### EXCERPTED RECORDS
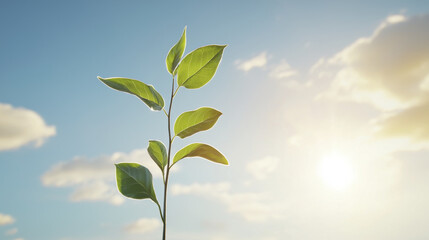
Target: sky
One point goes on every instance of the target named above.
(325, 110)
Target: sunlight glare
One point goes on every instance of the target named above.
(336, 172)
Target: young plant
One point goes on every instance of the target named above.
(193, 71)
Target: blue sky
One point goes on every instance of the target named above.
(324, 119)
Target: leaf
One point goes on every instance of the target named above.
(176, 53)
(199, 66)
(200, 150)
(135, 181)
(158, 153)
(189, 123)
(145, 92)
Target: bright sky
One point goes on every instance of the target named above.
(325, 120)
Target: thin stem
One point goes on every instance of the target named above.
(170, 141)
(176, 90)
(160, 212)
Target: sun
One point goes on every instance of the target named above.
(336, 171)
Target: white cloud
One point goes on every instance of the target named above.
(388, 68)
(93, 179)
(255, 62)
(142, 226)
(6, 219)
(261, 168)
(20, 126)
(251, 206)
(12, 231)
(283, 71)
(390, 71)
--
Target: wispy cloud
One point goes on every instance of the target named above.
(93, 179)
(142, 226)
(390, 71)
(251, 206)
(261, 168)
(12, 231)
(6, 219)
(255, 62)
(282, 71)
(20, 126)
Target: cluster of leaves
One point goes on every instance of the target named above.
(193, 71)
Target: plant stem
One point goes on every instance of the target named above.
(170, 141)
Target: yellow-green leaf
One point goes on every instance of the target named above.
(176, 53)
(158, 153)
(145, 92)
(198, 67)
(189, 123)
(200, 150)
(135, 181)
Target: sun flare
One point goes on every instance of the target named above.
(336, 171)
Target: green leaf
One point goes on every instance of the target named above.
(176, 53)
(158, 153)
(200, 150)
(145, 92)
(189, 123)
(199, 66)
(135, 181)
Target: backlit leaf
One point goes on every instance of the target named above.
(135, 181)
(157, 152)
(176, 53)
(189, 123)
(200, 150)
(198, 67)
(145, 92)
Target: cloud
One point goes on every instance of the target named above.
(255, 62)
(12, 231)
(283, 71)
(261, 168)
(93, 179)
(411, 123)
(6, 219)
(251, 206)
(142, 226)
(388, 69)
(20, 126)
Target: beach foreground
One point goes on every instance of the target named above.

### PROMPT
Report, copied in full, each line of the records above that contains the word "plant". Case counts, so match capital and small letters exactly.

### THE COMPLETED TASK
Target: young plant
Target: plant stem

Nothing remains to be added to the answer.